WORK TO BE COMPLETED: What you return should match the data exactly, from the first line to the last.

EXCERPTED DATA:

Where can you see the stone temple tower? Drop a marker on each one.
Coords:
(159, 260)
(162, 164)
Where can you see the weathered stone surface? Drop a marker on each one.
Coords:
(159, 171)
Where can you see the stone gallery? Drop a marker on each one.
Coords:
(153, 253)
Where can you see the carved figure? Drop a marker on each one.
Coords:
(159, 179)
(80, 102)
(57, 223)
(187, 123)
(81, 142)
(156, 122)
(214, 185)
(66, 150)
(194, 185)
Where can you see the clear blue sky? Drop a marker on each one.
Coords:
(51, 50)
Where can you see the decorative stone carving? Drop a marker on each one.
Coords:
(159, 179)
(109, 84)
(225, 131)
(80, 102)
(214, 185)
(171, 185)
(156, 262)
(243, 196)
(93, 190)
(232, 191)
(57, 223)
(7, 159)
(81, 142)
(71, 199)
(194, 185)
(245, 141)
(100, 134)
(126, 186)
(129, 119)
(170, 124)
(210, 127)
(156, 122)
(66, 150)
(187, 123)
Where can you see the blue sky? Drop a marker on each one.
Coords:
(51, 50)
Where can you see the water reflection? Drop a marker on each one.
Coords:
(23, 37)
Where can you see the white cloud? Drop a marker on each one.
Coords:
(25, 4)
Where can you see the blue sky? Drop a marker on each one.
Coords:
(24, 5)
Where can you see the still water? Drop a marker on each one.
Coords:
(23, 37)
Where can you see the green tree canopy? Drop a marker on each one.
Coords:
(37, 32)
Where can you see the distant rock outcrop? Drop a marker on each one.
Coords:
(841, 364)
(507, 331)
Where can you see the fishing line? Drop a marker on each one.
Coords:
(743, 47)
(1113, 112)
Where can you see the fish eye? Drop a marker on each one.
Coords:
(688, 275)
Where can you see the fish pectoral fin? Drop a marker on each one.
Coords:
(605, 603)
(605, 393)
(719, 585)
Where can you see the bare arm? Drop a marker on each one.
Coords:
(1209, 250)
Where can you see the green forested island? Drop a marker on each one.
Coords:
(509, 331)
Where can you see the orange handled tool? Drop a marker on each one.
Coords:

EXERCISE RESPONSE:
Where can you see the stone temple tower? Drop a marker on each one.
Coords:
(159, 260)
(162, 164)
Where can you see the weathered stone surface? Drop a marker on each one.
Coords:
(159, 171)
Where can you see the stone gallery? Drop a marker on each one.
Coords:
(153, 253)
Where can you see the carved figure? Drop a marker on each one.
Coords:
(159, 179)
(80, 102)
(57, 223)
(187, 123)
(81, 142)
(156, 122)
(214, 185)
(66, 150)
(194, 185)
Where can you see the clear blue sky? Drop a marker on each one.
Coords:
(51, 50)
Where can you see the decorative stone carving? Drop a marker on each one.
Coords:
(159, 179)
(109, 84)
(225, 131)
(80, 102)
(214, 185)
(171, 185)
(156, 262)
(243, 196)
(93, 190)
(232, 191)
(57, 223)
(7, 159)
(81, 142)
(71, 199)
(194, 185)
(245, 141)
(100, 134)
(126, 186)
(129, 119)
(170, 124)
(210, 127)
(156, 122)
(66, 150)
(187, 123)
Where can you see the blue sky? Drop a marker on each one.
Coords:
(51, 50)
Where can you see the water reflection? Drop a marker on each one.
Coords:
(23, 37)
Where can you see the white cloud? Drop a marker on each one.
Coords:
(25, 4)
Where can you see the blue sky? Drop a marker on each one.
Coords:
(24, 5)
Where can you see the still water? Drop a marker on each one.
Coords:
(23, 37)
Where can you see the green tree canopy? Drop a marker on each one.
Coords:
(37, 32)
Where can you see the distant rock outcrop? Drop a marker on each one.
Coords:
(841, 364)
(507, 331)
Where can you see the fishing line? Drop a marker on each one.
Coords:
(743, 47)
(1113, 112)
Where can you see the fish eye? Drop a marker on each one.
Coords:
(688, 275)
Where can you see the fish pectoral fin? Drop a marker on each one.
Coords:
(605, 603)
(605, 393)
(719, 585)
Where can you see the bare arm? Drop a marker on each one.
Coords:
(1209, 250)
Where can you see the green forested island? Drop a marker on each one.
Coords:
(509, 331)
Where can you see the orange handled tool? Drop a marker on each one.
Coords:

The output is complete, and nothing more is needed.